■ **Reading text**
Anonymous 0 Comments

Your whole questions revolves around the idea of information and how compression applies to it. Its not why is it so small, but why does it take so much information

Code is small, and gets even smaller when you compile it down. The entire physics system for your game might only take a few megabytes of code and that’s because most of the information in the code is lost during a compile. Stuff like comments will get dropped, if statements turned into a few bytes of memory, code optimization, etc. We have taken the code with all of the information a human needs and turned it into something only a computer can read with all of the human bits removed. We can do this because the human will never need to read the human bits from the code again. This would be “lossless” compression because all of the information the computer needs is kept. All of the code is still there, just represented in a much smaller form that with enough effort, can be turned back into something human readable.

Now apply this to an image. If you remove information from the image to save space, there is no method you can use to regain that information because it is lost. This is called lossy compression and can be used to save alot of space but you can only take it so far. If you keep taking information out of the image, you have less information to represent the image. Nobody wants an image with all the blue removed to save space. Now the more information (aka detail) you want to keep, the more space it takes to store that information and images have ***alot of detail***. If you have ever seen a highly compressed image, you can see all the little shortcuts it takes to save space. Color space will be reduced resulting in banding in like-colored areas, sharp areas will be “blurred” as individual detail is removed for more grouped detail, etc

Now apply this to a movie file which is just several pictures lined up after each other to form a moving image. A 10 second clip at 30fps is gonna take 300 pictures worth of space to store that movie file. Now with compression, you can get the space down a fair bit, but you can only compress it so far before you start loosing too much information.

■ **Exercise instructions**
**1)** List the types of content that the comment on compression discusses compressing, in the order they appear.
**2)** Pick up the comment on compression after its last sentence and continue it.

■ **Information provided**
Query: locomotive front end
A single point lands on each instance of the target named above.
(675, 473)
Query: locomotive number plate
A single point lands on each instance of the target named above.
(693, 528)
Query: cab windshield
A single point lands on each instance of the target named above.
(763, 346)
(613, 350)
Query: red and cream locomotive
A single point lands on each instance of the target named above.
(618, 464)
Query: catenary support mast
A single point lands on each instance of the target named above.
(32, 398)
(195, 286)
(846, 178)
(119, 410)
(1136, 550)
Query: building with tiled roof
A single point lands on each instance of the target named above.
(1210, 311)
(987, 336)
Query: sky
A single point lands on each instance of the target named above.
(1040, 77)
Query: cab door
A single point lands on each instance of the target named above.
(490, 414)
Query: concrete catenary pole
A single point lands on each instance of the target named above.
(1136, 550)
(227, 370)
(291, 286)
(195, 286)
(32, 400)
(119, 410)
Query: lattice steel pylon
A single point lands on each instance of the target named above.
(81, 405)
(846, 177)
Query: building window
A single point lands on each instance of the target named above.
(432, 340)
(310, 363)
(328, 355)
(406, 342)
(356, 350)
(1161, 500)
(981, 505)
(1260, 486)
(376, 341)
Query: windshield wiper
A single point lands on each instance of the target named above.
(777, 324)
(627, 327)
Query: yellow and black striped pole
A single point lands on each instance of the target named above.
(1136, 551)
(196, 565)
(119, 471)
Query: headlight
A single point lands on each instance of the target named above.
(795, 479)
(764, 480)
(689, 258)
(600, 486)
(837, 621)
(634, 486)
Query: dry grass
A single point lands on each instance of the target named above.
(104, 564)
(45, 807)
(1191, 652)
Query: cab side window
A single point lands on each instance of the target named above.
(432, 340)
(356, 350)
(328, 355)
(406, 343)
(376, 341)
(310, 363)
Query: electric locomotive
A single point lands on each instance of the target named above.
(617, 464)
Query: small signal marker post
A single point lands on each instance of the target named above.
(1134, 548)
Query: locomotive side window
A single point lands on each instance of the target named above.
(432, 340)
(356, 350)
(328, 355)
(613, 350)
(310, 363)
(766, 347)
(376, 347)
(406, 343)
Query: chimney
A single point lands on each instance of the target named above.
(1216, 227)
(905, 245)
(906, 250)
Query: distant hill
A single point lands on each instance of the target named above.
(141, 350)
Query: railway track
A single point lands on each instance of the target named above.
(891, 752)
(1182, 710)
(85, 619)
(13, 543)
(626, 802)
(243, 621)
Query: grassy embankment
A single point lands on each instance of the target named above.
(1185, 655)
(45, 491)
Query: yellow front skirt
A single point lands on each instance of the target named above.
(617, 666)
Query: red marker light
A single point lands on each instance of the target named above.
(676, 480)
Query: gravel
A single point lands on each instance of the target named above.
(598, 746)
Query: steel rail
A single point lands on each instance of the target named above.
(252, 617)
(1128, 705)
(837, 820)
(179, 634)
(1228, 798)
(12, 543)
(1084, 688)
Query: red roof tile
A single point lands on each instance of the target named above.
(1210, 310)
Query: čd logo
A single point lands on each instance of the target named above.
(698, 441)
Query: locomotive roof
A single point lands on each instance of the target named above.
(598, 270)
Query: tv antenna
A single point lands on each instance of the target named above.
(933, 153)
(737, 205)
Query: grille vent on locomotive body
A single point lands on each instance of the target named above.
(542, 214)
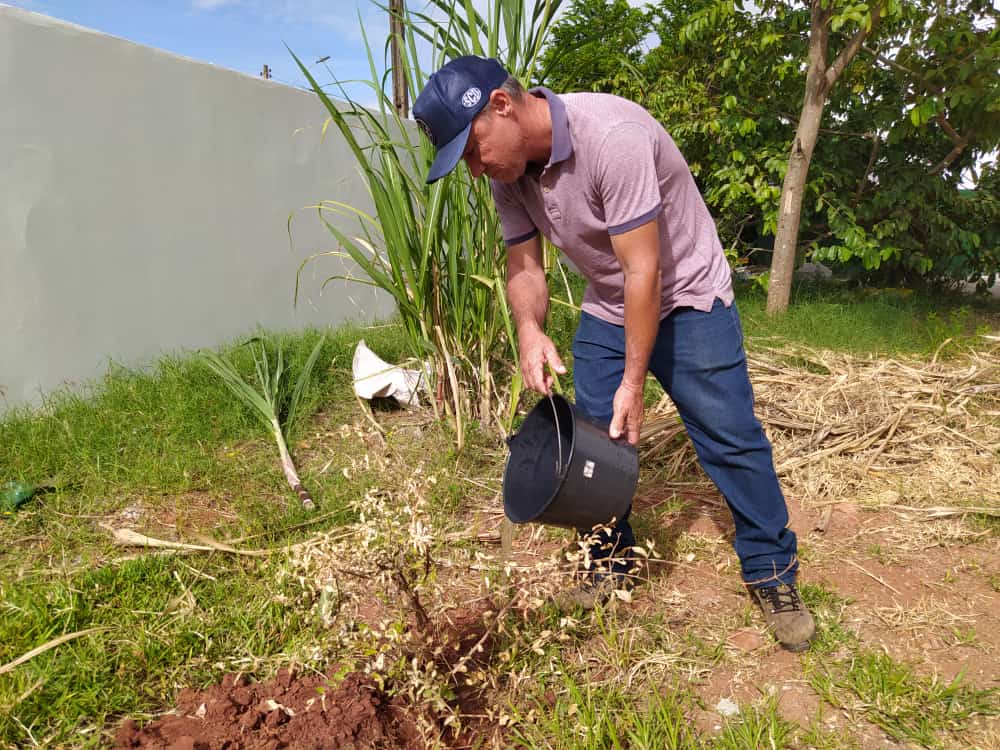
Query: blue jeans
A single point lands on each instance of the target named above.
(699, 360)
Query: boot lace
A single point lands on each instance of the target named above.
(781, 598)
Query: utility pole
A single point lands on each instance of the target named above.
(400, 95)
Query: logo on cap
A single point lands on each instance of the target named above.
(426, 130)
(471, 97)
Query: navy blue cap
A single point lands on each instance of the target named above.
(450, 101)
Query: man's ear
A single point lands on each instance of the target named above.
(501, 103)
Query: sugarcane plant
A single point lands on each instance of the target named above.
(269, 399)
(437, 249)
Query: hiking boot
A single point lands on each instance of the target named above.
(595, 590)
(786, 615)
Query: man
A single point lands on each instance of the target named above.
(602, 179)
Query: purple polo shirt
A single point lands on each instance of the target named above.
(614, 168)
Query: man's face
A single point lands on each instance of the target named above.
(495, 144)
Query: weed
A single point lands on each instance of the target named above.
(755, 727)
(907, 706)
(586, 716)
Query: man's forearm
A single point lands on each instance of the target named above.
(528, 297)
(642, 321)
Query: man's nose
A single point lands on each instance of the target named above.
(475, 166)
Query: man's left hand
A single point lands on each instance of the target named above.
(628, 412)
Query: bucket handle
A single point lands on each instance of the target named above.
(555, 415)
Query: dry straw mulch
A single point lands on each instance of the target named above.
(919, 436)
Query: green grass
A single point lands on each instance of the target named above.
(169, 623)
(906, 705)
(863, 321)
(590, 717)
(586, 716)
(172, 446)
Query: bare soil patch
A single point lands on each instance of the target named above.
(312, 712)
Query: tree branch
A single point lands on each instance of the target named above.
(863, 183)
(848, 53)
(960, 145)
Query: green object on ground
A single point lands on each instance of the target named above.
(15, 494)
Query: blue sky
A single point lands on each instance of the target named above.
(240, 34)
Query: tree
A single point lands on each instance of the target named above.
(827, 17)
(881, 193)
(590, 43)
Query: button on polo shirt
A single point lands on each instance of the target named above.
(614, 168)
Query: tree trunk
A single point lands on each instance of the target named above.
(400, 97)
(819, 80)
(790, 211)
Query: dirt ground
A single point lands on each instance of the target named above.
(913, 604)
(289, 711)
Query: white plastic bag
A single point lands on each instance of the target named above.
(376, 378)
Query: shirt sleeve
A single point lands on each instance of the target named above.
(516, 224)
(626, 178)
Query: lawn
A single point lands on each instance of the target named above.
(400, 575)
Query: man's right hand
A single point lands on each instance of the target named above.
(537, 350)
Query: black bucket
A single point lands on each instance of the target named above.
(565, 470)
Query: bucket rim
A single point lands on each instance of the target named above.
(556, 400)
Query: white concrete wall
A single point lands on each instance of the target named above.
(143, 205)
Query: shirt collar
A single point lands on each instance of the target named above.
(562, 145)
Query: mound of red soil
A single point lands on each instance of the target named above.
(289, 711)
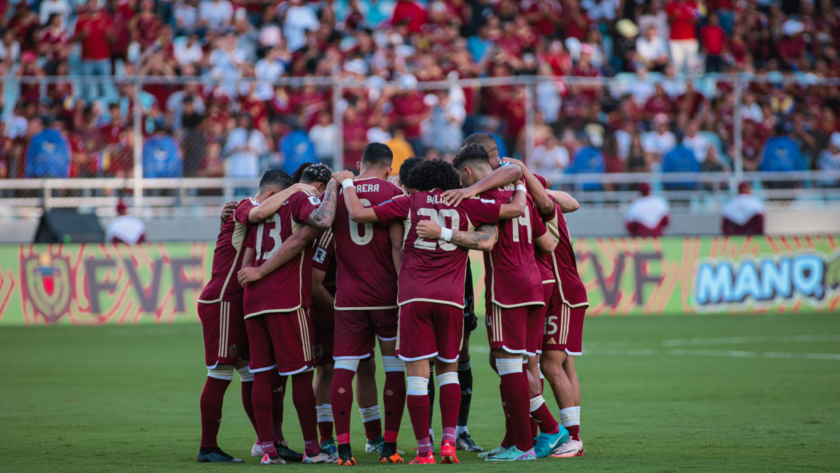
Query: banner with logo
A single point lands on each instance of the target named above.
(160, 283)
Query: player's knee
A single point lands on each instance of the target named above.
(245, 374)
(349, 365)
(224, 372)
(367, 367)
(393, 364)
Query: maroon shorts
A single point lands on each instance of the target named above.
(225, 337)
(358, 330)
(281, 340)
(323, 324)
(563, 327)
(512, 328)
(429, 329)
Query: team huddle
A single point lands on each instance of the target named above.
(316, 268)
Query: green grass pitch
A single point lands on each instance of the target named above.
(666, 394)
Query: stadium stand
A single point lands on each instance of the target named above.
(616, 79)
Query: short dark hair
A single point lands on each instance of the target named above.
(275, 177)
(482, 139)
(405, 170)
(434, 174)
(377, 154)
(316, 173)
(471, 154)
(299, 171)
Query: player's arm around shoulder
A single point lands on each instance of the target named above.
(482, 239)
(323, 216)
(516, 207)
(290, 248)
(567, 203)
(271, 205)
(496, 179)
(357, 211)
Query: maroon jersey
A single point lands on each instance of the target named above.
(572, 290)
(227, 257)
(323, 260)
(290, 286)
(434, 271)
(511, 275)
(365, 275)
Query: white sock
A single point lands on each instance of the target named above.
(570, 416)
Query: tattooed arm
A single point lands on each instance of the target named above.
(397, 232)
(483, 238)
(322, 217)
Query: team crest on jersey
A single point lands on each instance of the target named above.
(320, 255)
(47, 284)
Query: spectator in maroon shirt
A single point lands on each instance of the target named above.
(411, 13)
(713, 38)
(411, 111)
(682, 14)
(121, 13)
(575, 21)
(659, 103)
(25, 25)
(95, 30)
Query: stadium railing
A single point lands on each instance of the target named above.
(101, 190)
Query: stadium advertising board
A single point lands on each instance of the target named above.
(159, 283)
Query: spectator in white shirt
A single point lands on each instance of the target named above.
(299, 19)
(243, 148)
(216, 15)
(652, 49)
(323, 137)
(550, 158)
(125, 229)
(697, 143)
(57, 7)
(186, 17)
(599, 10)
(657, 143)
(642, 89)
(190, 52)
(750, 110)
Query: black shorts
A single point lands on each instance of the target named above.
(470, 320)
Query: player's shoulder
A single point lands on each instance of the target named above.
(305, 195)
(249, 202)
(402, 198)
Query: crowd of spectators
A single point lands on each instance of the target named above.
(664, 110)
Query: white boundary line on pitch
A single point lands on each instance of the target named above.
(682, 342)
(712, 353)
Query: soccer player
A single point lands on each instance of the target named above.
(563, 331)
(515, 316)
(276, 305)
(323, 323)
(367, 256)
(431, 282)
(220, 311)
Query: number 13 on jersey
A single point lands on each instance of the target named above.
(439, 217)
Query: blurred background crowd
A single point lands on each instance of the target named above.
(210, 106)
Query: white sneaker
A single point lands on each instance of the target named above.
(322, 457)
(572, 448)
(269, 460)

■ **Outputs**
**1)** Code, images, movie files

**2)**
Now lets watch the progression of information over time in our ever greater push for more detail. In the 80s/90s, you had the advent of the personal computer and “writing” machines. Their biggest feature was the ability to type documents and go back to modify them without the use of items like whiteout. Decade or two later, as the computers get more power, their main feature is now longer the ability to write documents, but to display images. Writing documents takes a fraction of the power it used to thanks to advancements in technology. Another decade or two later, and now the main feature is no longer writing or pictures, but movies. Writing documents takes another fraction of power while images only take a fraction. As time progresses, manufactures push for greater detail and power to gain an edge over their competition but that greater detail also requires a substantial more information to represent all that detail.